What needs to be done =
Determine how many lines in the records include "fishing". Write the number and nothing more.

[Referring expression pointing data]
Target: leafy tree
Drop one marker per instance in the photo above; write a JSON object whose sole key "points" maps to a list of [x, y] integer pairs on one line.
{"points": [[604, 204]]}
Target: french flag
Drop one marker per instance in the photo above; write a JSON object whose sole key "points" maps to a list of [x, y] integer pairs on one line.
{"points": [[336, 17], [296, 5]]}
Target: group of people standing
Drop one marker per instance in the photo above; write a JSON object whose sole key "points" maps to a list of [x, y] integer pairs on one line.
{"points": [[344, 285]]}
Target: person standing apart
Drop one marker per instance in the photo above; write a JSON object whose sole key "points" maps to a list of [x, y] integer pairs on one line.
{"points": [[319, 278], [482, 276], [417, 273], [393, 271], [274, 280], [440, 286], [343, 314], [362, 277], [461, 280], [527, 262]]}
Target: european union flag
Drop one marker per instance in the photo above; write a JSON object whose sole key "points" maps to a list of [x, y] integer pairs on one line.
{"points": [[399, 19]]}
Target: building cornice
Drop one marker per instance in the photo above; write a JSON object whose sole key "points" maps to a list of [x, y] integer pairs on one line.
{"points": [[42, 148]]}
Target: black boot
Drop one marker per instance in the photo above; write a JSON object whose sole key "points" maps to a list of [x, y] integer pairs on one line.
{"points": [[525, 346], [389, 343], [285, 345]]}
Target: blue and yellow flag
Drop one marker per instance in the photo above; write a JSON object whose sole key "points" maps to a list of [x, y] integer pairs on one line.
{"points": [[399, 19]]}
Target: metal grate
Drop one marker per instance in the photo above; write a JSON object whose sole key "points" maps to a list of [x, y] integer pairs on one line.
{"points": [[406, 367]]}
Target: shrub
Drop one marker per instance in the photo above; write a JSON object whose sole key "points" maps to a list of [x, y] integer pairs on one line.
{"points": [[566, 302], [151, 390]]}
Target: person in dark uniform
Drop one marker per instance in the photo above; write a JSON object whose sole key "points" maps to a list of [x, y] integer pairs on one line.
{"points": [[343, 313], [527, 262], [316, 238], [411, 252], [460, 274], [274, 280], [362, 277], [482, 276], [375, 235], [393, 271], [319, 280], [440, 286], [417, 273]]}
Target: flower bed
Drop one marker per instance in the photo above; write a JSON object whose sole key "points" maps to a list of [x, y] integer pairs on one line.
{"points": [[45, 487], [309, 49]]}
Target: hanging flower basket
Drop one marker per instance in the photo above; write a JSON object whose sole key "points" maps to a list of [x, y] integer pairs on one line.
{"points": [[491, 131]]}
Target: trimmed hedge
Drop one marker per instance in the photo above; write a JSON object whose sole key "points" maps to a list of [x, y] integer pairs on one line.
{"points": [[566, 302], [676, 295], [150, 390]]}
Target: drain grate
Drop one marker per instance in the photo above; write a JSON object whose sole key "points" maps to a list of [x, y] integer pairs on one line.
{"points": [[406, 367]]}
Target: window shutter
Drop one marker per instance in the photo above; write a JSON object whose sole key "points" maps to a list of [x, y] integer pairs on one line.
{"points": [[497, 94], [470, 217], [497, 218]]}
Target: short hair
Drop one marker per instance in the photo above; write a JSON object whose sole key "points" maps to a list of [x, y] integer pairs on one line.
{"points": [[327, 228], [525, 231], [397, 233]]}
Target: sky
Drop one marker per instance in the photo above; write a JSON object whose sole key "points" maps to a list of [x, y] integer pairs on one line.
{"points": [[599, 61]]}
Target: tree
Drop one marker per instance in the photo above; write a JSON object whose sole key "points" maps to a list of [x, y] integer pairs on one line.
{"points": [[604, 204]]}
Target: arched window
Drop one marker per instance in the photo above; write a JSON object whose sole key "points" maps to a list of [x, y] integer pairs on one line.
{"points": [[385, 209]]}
--
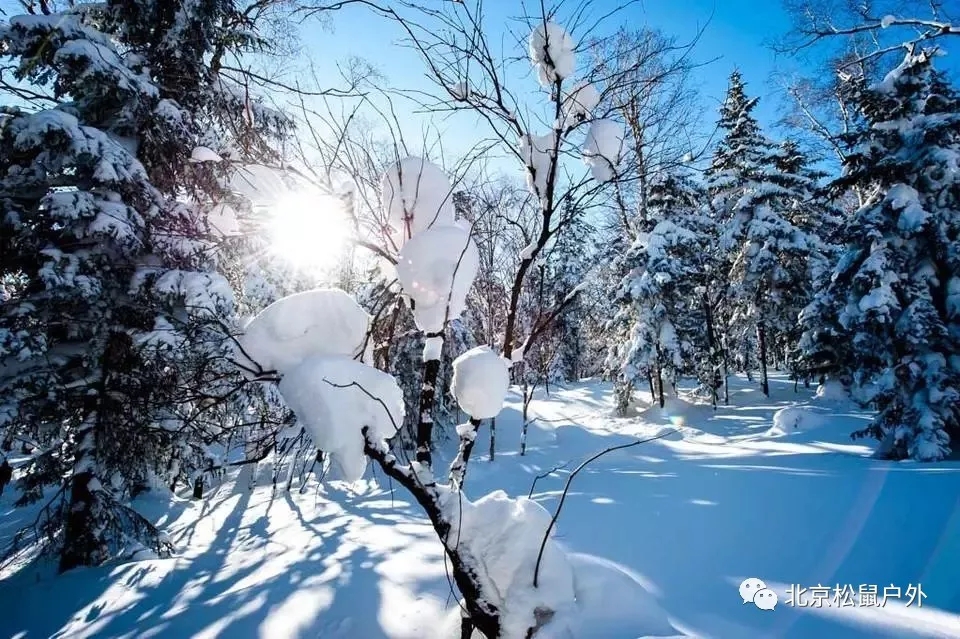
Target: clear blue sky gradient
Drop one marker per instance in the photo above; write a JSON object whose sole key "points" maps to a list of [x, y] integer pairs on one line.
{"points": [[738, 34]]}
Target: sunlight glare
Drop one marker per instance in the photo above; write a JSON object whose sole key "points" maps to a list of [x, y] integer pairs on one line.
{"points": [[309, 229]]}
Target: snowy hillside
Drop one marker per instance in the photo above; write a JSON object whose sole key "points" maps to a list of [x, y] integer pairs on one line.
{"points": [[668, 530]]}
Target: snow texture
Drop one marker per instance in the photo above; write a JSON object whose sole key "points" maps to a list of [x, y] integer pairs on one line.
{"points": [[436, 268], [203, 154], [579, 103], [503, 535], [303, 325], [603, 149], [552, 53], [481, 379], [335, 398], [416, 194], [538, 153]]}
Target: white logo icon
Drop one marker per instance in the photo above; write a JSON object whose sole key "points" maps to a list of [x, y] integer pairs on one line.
---
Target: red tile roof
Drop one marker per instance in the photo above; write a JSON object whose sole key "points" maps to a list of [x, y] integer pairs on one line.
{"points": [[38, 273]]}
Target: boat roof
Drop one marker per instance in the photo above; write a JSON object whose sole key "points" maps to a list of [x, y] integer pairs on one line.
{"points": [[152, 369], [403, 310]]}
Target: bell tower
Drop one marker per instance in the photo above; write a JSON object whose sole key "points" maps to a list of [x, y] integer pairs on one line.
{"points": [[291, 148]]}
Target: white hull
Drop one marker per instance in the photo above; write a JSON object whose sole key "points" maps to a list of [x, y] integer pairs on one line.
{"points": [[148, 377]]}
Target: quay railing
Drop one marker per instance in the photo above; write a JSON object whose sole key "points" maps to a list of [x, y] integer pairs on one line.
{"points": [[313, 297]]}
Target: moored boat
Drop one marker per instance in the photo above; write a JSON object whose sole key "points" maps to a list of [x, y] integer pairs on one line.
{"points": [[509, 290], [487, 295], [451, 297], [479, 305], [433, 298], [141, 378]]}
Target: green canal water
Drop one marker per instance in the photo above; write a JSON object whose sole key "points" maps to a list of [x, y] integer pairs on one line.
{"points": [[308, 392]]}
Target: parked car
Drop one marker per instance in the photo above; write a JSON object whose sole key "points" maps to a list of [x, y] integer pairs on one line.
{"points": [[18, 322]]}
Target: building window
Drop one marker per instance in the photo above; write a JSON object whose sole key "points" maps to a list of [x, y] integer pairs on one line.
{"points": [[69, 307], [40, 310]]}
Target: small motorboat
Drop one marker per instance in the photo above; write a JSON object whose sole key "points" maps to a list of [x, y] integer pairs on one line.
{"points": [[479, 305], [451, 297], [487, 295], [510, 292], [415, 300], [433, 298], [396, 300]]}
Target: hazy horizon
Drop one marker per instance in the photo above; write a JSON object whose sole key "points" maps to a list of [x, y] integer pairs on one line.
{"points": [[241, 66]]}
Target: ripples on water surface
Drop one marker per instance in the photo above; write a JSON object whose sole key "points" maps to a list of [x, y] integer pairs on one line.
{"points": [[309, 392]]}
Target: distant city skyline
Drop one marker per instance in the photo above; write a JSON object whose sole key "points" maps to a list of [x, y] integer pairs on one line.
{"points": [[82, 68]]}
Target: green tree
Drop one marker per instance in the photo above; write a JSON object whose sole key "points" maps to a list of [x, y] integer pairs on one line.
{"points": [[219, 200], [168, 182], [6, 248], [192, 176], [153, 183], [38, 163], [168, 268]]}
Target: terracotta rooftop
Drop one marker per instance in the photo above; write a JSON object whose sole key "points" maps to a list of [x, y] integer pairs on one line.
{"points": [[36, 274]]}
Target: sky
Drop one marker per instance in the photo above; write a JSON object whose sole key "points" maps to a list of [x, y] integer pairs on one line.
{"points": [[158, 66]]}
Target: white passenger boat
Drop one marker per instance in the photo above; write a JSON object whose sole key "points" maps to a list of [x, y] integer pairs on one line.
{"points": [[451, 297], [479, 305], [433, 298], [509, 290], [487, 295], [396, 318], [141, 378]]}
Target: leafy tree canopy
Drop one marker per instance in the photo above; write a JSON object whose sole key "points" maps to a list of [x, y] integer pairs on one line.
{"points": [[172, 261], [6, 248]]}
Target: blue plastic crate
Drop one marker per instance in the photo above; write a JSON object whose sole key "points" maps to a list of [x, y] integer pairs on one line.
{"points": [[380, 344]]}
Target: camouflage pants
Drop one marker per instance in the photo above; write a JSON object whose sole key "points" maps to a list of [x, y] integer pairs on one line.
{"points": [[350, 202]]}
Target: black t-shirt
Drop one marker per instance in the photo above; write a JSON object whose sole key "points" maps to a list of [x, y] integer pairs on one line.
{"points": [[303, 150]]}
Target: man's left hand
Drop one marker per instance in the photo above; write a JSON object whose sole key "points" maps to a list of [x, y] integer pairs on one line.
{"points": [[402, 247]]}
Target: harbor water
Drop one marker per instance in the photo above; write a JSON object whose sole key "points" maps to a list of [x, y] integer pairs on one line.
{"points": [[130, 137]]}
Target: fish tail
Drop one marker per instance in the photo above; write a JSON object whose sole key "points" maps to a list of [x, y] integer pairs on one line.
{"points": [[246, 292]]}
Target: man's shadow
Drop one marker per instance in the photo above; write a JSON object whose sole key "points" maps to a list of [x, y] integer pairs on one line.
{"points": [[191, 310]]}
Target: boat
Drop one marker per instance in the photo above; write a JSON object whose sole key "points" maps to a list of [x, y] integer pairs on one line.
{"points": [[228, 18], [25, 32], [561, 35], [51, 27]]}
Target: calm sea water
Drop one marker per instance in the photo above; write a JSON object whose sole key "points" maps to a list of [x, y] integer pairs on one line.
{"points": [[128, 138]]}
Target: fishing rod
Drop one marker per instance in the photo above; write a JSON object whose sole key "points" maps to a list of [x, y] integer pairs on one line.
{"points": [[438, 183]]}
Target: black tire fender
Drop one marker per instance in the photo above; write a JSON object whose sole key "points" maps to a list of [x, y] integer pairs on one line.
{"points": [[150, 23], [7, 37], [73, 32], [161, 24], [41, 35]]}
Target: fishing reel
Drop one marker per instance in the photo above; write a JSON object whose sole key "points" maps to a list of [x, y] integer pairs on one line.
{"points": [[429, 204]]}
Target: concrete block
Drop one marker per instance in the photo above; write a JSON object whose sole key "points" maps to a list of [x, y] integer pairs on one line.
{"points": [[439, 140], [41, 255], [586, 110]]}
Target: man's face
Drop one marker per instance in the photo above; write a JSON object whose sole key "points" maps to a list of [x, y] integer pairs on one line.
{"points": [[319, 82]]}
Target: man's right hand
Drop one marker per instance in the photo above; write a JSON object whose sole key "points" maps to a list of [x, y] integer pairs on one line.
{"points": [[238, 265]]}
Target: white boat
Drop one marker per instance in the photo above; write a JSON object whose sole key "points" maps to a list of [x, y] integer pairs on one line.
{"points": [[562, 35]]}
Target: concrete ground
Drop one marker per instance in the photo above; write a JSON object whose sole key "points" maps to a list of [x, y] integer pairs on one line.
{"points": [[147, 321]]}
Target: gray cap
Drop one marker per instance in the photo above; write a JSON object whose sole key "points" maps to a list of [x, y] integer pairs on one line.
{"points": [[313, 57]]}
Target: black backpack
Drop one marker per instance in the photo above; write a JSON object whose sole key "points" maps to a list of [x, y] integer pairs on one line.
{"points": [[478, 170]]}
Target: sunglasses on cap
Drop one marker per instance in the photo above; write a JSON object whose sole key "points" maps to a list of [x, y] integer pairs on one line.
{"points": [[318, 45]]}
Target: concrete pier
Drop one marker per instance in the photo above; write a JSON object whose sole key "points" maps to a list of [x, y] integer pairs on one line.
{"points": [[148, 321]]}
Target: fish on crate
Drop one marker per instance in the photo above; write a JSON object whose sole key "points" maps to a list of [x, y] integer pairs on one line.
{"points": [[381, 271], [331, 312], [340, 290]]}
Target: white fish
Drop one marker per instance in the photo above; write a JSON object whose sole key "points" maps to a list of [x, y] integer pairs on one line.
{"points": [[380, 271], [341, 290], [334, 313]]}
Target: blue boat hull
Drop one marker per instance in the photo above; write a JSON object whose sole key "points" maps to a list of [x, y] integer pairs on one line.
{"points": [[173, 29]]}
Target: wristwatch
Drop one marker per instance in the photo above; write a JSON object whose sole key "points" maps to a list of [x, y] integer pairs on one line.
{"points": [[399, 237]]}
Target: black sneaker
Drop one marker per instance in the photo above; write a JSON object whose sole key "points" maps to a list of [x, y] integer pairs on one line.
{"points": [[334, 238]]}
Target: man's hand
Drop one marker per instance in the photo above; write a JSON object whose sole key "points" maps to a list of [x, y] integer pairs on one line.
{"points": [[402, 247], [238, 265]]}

Problem solution =
2